**Task:** Copy every line from the one containing "target: **distant dark object on horizon**" through the last line of the records below, both included, and nothing else.

**Data for the task:**
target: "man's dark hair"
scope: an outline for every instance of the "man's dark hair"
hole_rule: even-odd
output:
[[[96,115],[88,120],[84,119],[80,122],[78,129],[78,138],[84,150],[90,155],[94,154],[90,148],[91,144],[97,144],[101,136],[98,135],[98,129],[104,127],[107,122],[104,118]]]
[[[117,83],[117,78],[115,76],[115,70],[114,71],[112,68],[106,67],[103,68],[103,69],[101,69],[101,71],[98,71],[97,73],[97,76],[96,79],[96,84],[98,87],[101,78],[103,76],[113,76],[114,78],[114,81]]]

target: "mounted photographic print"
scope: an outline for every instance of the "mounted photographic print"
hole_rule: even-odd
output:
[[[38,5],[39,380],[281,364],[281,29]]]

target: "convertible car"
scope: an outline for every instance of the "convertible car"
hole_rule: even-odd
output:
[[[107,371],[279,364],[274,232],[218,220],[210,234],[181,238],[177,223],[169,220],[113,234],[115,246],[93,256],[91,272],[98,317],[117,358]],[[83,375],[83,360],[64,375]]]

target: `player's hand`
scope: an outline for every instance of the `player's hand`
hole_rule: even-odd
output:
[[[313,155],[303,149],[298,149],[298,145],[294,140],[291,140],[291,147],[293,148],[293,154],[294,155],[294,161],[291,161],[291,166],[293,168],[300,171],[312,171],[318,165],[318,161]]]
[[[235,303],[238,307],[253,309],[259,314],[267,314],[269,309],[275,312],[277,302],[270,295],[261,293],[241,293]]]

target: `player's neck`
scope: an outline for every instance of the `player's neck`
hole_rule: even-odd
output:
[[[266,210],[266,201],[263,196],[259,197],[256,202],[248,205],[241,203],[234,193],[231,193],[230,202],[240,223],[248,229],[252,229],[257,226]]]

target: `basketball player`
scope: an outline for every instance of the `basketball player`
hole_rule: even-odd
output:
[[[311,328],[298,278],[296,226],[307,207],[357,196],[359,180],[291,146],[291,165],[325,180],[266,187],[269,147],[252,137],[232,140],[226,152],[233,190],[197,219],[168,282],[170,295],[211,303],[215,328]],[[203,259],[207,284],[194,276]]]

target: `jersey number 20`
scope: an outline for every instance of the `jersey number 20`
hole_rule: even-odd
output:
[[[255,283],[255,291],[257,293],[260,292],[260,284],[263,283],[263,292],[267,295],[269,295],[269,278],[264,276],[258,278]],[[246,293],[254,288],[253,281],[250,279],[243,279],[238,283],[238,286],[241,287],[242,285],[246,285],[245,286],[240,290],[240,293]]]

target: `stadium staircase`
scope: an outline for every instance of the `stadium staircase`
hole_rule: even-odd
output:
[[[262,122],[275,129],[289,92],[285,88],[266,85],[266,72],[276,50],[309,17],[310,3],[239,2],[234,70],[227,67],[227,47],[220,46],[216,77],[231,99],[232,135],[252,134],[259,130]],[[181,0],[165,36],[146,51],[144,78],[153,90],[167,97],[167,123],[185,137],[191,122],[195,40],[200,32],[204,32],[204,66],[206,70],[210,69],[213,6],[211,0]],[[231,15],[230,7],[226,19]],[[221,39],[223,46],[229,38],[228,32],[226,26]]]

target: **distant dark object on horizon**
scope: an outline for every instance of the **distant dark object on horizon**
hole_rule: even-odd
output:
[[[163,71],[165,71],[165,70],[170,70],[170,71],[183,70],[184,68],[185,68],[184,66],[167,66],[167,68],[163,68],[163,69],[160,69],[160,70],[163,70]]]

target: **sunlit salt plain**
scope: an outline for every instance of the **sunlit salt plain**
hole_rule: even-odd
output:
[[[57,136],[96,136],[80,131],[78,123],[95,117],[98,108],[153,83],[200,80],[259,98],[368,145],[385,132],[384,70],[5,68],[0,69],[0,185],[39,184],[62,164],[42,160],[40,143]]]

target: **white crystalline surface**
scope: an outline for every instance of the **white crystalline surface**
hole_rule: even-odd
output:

**Result for this exercise:**
target: **distant dark object on horizon**
scope: an outline for every instance of the **distant dark object on horizon**
hole_rule: even-odd
output:
[[[163,71],[165,71],[165,70],[170,70],[170,71],[183,70],[184,68],[185,68],[184,66],[167,66],[167,68],[163,68],[163,69],[160,69],[160,70],[163,70]]]

target: **sunlit salt plain**
scope: an outline for every instance of the **sunlit salt plain**
hole_rule: even-odd
output:
[[[57,136],[96,136],[80,131],[78,123],[95,117],[98,108],[153,83],[200,80],[259,98],[368,145],[385,132],[384,70],[5,68],[0,69],[0,185],[39,184],[62,164],[42,160],[40,143]]]

target: **white crystalline surface**
scope: an outline for every instance of the **white crystalline surface**
hole_rule: even-odd
output:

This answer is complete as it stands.